What needs to be done: Would you repeat the data below exactly, taking out the images?

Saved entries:
•••

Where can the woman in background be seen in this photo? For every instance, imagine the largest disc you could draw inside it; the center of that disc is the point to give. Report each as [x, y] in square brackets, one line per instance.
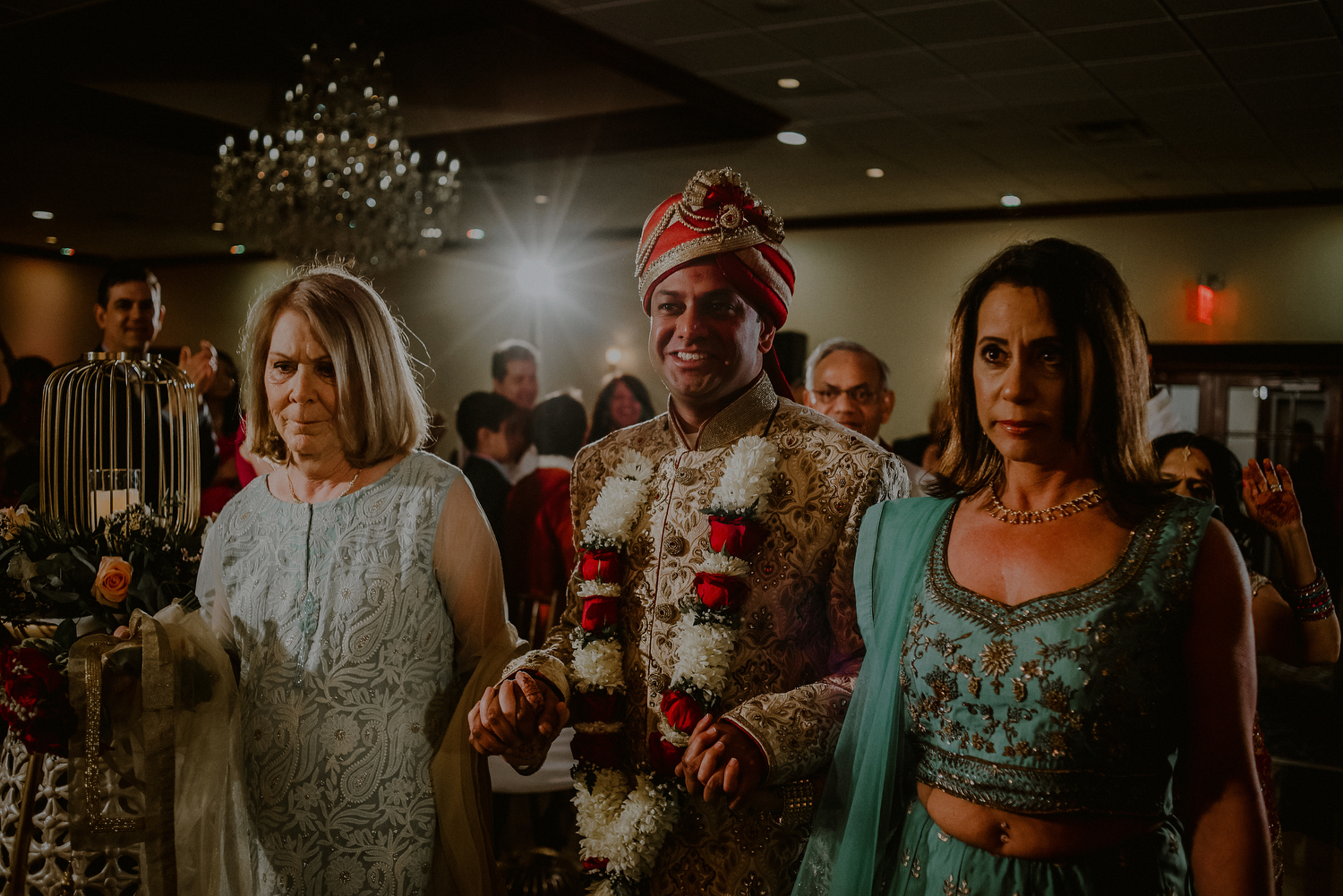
[623, 402]
[1049, 637]
[359, 586]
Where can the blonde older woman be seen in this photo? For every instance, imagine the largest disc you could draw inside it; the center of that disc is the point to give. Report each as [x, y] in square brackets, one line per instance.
[356, 585]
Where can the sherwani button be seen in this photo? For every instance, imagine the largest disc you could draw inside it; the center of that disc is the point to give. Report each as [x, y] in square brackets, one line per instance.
[687, 476]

•••

Task response:
Where can the woman in background be seen in this photo? For every instance, imagine the largest disc you could draw inside it; the center of that disc is the point to give. Report each as [x, y] in square brackets, one line per instance.
[623, 402]
[1049, 637]
[359, 586]
Where can the blonde older woman be seen in this photo? For every instance, imagine the largest disc you could draw inside it; the center of that disc is the point to give. Report each as [x, y] in square brackets, one line per instance.
[356, 585]
Where can the sherwani button be seen in this photo? For every instance, imagine the largest disc you could draw inside it; the center of that disc is the point to give. Report each as [x, y] in square brackets, one line per instance.
[687, 476]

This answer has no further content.